[Records supplied — start]

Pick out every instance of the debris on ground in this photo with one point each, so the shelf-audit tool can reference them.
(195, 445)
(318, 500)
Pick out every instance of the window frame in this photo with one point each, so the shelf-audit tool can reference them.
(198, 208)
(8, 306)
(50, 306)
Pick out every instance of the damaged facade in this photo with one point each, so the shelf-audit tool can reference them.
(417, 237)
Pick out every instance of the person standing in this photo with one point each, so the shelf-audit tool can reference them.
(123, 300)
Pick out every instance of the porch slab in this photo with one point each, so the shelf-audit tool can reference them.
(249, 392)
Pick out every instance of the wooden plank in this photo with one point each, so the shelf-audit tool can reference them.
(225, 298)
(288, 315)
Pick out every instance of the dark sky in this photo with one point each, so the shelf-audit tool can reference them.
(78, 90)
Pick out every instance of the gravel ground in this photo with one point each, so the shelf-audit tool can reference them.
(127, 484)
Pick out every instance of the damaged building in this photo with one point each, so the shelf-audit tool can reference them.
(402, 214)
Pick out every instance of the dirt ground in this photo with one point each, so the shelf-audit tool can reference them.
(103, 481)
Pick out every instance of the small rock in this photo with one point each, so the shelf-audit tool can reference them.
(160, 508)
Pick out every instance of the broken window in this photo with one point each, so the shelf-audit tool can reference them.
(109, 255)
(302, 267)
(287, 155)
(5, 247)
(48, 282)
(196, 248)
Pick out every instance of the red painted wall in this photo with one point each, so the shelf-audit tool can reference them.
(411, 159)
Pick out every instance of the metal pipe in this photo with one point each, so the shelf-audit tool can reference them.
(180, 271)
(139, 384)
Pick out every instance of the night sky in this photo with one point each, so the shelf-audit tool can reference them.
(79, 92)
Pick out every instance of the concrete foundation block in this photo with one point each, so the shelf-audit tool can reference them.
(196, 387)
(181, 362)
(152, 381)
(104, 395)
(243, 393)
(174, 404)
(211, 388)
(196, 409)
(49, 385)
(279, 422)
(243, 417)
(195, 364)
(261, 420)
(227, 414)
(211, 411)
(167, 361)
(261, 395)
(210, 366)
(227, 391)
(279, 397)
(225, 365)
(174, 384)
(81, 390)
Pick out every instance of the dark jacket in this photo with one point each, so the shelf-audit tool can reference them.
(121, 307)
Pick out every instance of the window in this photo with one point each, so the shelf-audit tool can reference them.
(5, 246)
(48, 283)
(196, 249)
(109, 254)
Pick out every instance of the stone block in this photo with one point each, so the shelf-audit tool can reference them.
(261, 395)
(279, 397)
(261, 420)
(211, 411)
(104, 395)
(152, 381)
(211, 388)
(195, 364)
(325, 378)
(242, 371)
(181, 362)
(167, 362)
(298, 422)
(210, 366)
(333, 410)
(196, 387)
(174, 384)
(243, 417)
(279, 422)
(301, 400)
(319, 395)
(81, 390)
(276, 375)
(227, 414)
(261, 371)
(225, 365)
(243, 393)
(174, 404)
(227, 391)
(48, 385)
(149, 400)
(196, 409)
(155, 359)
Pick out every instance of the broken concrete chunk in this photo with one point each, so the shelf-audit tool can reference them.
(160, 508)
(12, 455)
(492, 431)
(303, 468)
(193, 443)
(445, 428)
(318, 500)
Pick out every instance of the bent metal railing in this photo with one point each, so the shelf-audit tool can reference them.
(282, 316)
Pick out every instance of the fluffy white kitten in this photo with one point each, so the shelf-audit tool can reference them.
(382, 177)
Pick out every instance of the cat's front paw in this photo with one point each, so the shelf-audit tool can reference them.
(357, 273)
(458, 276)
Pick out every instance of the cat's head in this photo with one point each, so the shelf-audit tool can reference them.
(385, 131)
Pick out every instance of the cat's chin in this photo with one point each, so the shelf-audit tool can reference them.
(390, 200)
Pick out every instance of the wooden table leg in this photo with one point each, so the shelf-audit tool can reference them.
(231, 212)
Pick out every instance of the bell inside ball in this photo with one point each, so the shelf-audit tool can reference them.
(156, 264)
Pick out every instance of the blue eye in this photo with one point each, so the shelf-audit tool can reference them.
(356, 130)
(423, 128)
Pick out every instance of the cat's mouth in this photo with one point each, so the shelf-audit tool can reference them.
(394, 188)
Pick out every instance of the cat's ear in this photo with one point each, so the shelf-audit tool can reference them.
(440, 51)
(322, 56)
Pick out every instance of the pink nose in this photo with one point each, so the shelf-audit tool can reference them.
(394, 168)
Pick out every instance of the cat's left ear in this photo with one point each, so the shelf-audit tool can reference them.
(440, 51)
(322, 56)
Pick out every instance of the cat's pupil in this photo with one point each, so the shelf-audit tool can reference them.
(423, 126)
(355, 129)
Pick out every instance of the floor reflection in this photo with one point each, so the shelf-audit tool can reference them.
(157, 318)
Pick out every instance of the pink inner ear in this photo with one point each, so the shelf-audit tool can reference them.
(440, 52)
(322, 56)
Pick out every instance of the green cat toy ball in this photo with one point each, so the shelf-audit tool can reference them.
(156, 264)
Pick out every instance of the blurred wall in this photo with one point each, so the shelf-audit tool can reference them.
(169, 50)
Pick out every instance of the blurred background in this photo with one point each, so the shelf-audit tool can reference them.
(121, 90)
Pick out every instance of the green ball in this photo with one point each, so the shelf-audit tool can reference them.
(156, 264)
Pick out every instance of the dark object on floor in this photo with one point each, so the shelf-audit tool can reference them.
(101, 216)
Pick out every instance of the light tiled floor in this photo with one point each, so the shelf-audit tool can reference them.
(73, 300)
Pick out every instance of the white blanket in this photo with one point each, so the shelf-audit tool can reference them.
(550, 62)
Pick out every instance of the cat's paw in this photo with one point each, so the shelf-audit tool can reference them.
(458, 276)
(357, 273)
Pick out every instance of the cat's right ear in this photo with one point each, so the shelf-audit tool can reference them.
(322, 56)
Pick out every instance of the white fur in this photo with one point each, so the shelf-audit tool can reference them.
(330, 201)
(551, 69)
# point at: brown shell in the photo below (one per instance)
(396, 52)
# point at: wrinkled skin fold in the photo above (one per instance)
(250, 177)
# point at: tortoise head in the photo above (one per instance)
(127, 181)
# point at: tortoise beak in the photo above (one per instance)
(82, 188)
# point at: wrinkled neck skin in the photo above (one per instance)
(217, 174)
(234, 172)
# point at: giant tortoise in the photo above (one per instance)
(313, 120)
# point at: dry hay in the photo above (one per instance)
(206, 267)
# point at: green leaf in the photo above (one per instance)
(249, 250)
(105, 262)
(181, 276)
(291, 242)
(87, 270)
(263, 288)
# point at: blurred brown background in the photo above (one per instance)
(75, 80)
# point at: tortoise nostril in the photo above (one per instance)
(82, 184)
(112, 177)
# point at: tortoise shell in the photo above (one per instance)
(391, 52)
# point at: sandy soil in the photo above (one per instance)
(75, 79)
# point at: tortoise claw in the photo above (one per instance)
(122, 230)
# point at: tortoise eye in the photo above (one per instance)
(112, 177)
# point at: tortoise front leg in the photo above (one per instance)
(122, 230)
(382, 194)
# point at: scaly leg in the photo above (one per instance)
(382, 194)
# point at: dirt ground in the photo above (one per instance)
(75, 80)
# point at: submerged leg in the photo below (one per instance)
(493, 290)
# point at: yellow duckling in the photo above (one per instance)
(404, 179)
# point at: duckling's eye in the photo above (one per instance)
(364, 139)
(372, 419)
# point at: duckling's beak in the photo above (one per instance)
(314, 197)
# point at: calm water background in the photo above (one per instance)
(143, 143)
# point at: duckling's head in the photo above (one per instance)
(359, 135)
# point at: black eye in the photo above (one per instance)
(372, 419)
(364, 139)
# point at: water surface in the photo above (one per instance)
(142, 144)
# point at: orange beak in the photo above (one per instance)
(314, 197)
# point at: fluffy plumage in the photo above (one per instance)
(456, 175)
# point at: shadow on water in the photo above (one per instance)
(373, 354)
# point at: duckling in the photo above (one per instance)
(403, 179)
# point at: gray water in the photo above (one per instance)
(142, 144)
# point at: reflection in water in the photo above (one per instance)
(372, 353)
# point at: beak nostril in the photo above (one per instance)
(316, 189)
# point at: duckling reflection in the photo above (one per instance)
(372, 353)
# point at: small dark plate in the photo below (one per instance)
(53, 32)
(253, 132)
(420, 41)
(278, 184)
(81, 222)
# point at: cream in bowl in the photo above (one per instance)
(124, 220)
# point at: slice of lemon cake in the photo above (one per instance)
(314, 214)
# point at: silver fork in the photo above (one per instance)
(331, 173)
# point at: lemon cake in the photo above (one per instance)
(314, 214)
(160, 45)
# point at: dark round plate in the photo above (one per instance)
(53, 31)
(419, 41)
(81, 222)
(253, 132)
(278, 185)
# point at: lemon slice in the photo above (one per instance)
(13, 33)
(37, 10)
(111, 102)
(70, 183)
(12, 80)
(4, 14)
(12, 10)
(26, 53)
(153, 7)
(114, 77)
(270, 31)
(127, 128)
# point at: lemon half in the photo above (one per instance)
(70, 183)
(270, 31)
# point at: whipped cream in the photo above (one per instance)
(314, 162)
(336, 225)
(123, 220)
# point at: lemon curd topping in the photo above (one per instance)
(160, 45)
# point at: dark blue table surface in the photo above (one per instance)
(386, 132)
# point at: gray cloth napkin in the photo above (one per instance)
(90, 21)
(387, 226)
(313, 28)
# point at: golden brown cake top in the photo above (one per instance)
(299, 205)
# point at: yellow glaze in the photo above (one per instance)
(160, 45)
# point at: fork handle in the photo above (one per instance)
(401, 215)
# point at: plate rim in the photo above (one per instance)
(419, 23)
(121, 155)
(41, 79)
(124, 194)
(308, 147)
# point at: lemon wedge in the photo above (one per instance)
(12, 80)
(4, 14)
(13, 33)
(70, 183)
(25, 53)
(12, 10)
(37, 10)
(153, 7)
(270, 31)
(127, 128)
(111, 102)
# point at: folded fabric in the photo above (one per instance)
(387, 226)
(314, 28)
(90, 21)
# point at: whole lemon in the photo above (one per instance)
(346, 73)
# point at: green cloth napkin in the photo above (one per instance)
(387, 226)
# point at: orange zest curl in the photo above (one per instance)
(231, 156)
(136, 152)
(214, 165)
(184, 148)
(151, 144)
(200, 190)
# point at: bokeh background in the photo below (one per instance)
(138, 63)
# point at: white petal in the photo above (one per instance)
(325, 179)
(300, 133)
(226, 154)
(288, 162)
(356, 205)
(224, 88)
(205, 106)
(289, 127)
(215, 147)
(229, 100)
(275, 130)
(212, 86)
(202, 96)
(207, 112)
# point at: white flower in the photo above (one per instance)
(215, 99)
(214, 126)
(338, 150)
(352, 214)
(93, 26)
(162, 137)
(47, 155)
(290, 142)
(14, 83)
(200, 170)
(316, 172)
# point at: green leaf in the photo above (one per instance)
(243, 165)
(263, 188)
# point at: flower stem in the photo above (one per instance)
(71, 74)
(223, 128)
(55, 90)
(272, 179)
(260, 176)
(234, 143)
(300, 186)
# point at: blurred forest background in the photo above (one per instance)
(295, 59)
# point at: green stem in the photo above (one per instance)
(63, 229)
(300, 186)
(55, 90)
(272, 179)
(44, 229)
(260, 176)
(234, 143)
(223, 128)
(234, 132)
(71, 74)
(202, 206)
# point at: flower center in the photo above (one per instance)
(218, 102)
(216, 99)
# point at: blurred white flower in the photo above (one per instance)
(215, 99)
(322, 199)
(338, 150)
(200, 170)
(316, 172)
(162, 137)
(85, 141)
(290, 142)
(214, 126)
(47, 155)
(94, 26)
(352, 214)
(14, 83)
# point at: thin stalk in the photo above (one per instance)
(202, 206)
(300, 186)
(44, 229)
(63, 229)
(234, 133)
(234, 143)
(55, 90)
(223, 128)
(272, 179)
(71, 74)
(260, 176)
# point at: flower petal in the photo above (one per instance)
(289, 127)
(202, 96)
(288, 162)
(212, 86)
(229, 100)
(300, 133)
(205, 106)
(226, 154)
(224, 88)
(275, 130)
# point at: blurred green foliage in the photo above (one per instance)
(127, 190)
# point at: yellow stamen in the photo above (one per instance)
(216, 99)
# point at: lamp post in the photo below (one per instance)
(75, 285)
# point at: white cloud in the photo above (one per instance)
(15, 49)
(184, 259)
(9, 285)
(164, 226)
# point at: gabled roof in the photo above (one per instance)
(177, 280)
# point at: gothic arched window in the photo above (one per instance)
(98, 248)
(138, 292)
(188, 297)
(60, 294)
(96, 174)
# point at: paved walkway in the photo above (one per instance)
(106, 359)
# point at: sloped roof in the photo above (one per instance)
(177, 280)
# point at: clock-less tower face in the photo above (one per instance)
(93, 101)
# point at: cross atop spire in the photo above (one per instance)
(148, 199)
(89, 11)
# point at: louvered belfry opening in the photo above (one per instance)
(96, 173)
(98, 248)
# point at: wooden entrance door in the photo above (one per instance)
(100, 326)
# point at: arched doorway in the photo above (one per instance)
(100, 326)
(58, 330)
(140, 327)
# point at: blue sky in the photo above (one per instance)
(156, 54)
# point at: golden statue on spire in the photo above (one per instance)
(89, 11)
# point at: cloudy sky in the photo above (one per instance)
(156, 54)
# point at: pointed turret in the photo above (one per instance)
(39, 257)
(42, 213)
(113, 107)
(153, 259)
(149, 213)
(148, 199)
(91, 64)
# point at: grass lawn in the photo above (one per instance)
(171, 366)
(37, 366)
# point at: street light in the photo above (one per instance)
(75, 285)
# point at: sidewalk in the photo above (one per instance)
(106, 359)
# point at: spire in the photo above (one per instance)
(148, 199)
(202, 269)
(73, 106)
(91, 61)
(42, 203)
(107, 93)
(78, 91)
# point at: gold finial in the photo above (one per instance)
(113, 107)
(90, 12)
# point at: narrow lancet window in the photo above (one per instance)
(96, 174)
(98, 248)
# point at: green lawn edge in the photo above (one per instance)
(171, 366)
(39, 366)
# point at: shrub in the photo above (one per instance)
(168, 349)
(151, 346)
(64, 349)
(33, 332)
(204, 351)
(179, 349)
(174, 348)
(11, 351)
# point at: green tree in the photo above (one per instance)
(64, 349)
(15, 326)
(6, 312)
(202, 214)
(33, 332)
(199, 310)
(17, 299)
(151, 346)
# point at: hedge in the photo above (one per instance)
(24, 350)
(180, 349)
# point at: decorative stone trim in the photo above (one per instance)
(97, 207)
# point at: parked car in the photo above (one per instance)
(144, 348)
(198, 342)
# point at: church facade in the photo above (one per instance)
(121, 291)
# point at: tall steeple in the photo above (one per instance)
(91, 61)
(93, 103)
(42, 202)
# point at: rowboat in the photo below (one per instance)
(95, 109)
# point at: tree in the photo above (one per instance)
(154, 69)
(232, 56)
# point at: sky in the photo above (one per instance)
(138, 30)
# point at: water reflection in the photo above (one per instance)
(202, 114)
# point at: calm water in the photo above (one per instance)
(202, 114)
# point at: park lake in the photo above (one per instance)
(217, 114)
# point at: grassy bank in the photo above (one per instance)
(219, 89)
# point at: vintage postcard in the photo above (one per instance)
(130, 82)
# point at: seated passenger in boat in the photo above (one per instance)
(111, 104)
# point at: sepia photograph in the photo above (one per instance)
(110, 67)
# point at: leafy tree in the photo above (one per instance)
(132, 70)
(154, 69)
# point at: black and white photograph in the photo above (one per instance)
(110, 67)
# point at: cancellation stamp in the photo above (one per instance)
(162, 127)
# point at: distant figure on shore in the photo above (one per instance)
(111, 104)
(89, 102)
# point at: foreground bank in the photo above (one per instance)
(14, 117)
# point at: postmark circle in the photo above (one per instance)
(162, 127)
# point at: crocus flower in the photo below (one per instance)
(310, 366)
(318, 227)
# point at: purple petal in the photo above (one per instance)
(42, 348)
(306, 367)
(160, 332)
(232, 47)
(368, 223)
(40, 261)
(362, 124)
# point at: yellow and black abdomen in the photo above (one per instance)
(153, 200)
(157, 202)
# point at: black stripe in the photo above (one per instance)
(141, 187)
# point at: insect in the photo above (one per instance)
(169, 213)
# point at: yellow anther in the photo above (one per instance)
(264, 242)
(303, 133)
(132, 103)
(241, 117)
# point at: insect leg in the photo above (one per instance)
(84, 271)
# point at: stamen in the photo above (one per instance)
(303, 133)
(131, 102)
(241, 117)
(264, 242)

[Records supplied — finish]

Please output the line that contains "# point at: water reflection" and every line after it in the entries above, exactly, and nothing more.

◆ Output of the task ◆
# point at: water reflection in the photo above (one per instance)
(202, 114)
# point at: calm water in the photo above (one per instance)
(202, 114)
# point at: park lake in the photo above (one per instance)
(217, 114)
# point at: grassy bank in the photo above (one per instance)
(219, 89)
# point at: vintage postcard in the photo above (one per instance)
(130, 82)
# point at: seated passenger in boat in the photo above (one per instance)
(111, 104)
# point at: sepia photograph in the photo above (one per instance)
(110, 67)
# point at: leafy tree in the photo above (one per instance)
(132, 70)
(154, 69)
# point at: black and white photograph in the photo above (one per instance)
(110, 67)
# point at: cancellation stamp in the photo above (one per instance)
(162, 127)
# point at: distant figure on shore in the photo above (one per instance)
(111, 104)
(89, 102)
# point at: foreground bank in the photo above (one per instance)
(14, 117)
# point at: postmark circle in the photo above (one per instance)
(162, 127)
# point at: crocus flower in the photo below (one per instance)
(310, 366)
(318, 227)
# point at: purple petal in the photo above (one per instance)
(42, 348)
(306, 367)
(160, 332)
(232, 47)
(368, 223)
(40, 261)
(362, 124)
# point at: yellow and black abdomen in the photo above (one per instance)
(153, 200)
(157, 202)
# point at: black stripe in the photo above (one per instance)
(141, 187)
# point at: insect in the photo above (one per instance)
(169, 213)
# point at: yellow anther in the photo above (one per instance)
(264, 242)
(303, 133)
(132, 103)
(241, 117)
# point at: insect leg in the photo above (one per instance)
(84, 271)
# point at: stamen in the photo above (one per instance)
(303, 133)
(131, 102)
(241, 117)
(264, 242)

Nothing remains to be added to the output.